* _DOCUMENT SOURCE_
● ● ● ● ●

Brésil. La violence à Rio de Janeiro : un défi pour l’avenir

DECLARATION PUBLIQUE

ÉFAI-
3 novembre 2009

Amnesty International s’inquiète vivement de ce que des centaines de milliers de citoyens parmi les plus pauvres de Rio de Janeiro semblent condamnés à vivre indéfiniment dans la peur, en proie à la violence criminelle et aux abus policiers.

Les informations faisant état de nouveaux affrontements entre bandes rivales de trafiquants de drogue à la favéla (bidonville) de Vila Kennedy, dans la zone ouest de Rio de Janeiro, indiquent que la flambée de violence qui a éclaté dans la ville il y a deux semaines n’est pas encore maîtrisée.

Les violentes luttes de territoire entre les gangs et les opérations policières de type militaire dont Rio de Janeiro a été le théâtre ces derniers mois renforcent les doutes sur la capacité de quelques projets gouvernementaux à garantir que des millions d’habitants des favélas pourront vivre chez eux en toute sécurité.

● ● ● ● ●

* _DONNÉES FOURNIES_

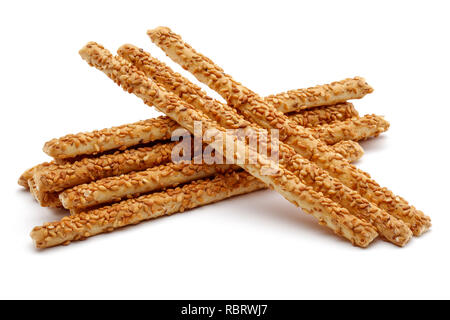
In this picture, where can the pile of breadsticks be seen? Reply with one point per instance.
(123, 175)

● ● ● ● ●

* _TRAVAIL DEMANDÉ_
1. Selon la déclaration sur la violence à Rio de Janeiro, dans quelle favéla de nouveaux affrontements entre bandes rivales de trafiquants de drogue ont-ils été signalés ?
2. Poursuivez la déclaration sur la violence à Rio de Janeiro à partir de sa dernière phrase.

* _RÉPONSES_
1. Dans la favéla de Vila Kennedy, dans la zone ouest de Rio de Janeiro.

2.
Les querelles de territoire entre les bandes sont à l’origine des violences, qui ont fait suite à une tentative d’invasion de Morro do Macaco le 17 octobre. Les bandes de trafiquants ont mis en péril la vie de milliers de personnes, expulsé de force des familles des favélas voisines et contraint d’autres habitants, qui craignaient d’être tués, à partir de chez eux. Des milliers d’enfants n’ont pas pu aller à l’école, tandis qu’employés et commerçants ne pouvaient se rendre à leur travail.

Au cours de cette invasion, les trafiquants auraient abattu un hélicoptère de la police, tuant trois agents. Amnesty International condamne les agissements des bandes de trafiquants, et notamment le meurtre de ces trois policiers. Ces attaques contre la police battent en brèche non seulement les droits de chaque policier, mais aussi les droits de tous ceux que la police est censée protéger.

La semaine dernière, Amnesty International a reçu de nombreuses lettres de policiers exprimant leur préoccupation face à la situation et sollicitant un soutien. Ces lettres attestent de ce que l’État n’a pas réussi à garantir les droits et les conditions des policiers travaillant dans des situations extrêmes, ce qui compromet leur mission de protection des communautés les plus vulnérables.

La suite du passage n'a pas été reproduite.